*課題:*
本文抜粋で、モンゴル兵のボスとして名前が挙げられている人物は誰か。

領土拡大により勢いを増すモンゴル帝国が、遂に日本へ襲来。モンゴル兵が対馬に上陸してくるところからゲームは始まる。
迎え撃つのは、対馬の武士たち。
本作の主人公である境井 仁(さかい じん)はそのうちの一人。
仁は、対馬を治める地頭(じとう)である志村の甥にあたる。仁にとって志村は父親代わりであり、師匠のような存在だ。
そして、圧倒的な数のモンゴル兵との激闘の末、対馬の武士たちは壊滅してまった。
更に対馬のリーダーである志村おじさんは、モンゴル兵に捕まってしまう。

待ってて!おじさん
そんな激戦にも関わらず、仁は奇跡的に生き延びた。仁は、目覚めるやいなや、いきり立って志村おじさんを助けに向かう。
ところが、主人公補正なんてあるわけもなく、モンゴル兵のボスであるコトゥン・ハーンの圧倒的な強さに吹っ飛ばされてしまう。
それでも、またまた奇跡的に生き延びる仁。この時点で既にゴースト感があるくらい強運で不死身だ。
今の仁ではおじさんを助けられないし、対馬の地はモンゴル兵に好き放題されてしまう。
仁は、もっともっと強くなって対馬を奪還しようと心を決める。
それが、たとえ武士としての教えにも背く手段であったとしても。

*保存データ:*
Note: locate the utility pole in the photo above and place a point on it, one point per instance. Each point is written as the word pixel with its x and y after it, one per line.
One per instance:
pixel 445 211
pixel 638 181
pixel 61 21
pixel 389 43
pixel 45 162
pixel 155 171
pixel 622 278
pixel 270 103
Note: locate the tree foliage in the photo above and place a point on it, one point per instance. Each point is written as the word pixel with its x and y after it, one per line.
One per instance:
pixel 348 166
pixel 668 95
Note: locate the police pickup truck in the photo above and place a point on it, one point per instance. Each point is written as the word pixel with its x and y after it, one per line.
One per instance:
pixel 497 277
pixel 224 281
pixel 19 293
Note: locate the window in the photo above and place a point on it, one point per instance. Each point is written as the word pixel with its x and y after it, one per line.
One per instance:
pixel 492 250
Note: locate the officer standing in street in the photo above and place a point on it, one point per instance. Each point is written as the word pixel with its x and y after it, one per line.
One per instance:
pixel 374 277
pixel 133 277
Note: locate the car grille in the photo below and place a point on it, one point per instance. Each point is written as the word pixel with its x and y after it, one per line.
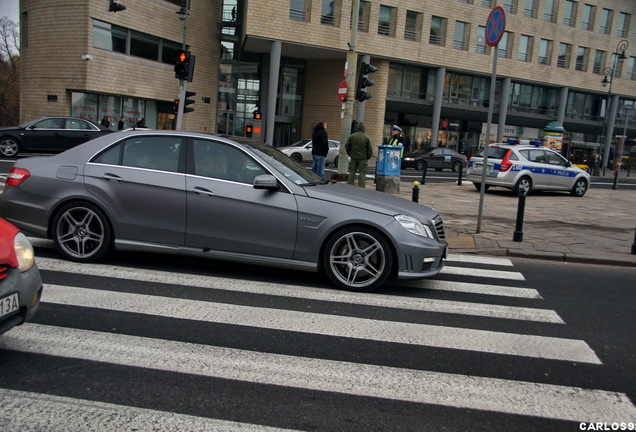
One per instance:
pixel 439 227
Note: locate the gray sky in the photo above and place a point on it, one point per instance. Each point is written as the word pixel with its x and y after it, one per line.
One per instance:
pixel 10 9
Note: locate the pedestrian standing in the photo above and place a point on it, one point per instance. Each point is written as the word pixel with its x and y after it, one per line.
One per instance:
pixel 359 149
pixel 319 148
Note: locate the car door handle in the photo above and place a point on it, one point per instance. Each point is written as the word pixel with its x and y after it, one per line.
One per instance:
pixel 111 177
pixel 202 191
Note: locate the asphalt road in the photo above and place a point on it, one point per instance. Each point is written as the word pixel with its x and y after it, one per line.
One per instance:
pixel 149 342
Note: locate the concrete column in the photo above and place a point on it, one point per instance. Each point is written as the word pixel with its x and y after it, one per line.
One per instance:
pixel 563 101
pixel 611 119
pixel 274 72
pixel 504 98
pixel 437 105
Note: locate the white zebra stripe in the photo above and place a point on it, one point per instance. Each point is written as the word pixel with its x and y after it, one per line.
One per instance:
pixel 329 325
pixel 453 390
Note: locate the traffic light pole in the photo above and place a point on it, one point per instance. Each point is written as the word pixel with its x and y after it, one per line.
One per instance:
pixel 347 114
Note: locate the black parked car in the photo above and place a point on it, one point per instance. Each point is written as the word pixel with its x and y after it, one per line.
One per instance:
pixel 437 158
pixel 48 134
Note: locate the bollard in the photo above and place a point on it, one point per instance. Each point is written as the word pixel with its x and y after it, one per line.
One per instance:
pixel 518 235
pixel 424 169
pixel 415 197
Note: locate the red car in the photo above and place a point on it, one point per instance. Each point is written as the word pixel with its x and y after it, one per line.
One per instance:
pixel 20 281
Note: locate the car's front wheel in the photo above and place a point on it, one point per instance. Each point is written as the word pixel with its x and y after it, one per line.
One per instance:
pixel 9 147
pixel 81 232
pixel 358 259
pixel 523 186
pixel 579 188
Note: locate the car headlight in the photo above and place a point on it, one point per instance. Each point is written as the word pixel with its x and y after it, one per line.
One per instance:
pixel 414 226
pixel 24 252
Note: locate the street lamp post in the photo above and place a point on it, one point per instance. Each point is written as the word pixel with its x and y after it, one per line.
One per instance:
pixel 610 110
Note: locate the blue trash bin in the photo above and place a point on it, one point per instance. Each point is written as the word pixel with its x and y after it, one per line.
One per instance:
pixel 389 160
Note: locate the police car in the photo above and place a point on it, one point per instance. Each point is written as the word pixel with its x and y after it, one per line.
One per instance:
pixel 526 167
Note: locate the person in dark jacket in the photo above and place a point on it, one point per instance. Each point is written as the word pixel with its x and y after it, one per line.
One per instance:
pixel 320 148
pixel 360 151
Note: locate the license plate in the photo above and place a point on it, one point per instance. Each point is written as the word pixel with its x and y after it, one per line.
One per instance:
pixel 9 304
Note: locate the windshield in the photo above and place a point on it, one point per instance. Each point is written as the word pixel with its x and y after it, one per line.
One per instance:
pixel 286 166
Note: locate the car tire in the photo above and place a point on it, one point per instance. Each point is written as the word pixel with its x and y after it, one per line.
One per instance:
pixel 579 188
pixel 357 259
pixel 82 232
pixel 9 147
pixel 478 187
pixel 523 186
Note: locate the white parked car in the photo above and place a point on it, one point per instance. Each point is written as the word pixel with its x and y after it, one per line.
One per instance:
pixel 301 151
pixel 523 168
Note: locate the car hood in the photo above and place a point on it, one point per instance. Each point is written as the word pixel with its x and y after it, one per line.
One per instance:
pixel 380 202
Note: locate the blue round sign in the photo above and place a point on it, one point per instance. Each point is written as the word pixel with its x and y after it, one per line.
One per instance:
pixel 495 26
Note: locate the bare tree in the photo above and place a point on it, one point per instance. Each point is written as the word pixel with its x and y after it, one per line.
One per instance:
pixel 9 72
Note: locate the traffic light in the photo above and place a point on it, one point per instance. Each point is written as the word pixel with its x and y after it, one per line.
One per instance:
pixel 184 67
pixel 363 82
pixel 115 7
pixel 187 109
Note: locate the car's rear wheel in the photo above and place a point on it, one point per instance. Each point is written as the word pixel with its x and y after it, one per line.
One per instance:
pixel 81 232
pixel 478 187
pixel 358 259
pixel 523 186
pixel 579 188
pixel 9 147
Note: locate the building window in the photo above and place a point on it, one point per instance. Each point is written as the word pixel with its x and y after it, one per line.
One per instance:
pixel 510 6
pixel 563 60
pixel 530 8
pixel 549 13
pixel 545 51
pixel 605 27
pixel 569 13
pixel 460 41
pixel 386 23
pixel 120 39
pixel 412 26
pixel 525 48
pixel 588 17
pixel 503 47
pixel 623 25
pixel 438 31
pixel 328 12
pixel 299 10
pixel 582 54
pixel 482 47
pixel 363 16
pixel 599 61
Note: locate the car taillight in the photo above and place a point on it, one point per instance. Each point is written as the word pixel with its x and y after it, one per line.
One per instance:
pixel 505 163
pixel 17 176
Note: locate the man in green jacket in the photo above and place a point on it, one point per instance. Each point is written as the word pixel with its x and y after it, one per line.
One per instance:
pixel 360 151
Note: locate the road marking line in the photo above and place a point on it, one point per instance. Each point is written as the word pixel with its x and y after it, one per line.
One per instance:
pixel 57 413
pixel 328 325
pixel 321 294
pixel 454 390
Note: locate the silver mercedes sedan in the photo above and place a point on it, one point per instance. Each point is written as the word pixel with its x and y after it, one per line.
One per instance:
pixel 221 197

*解答:*
コトゥン・ハーン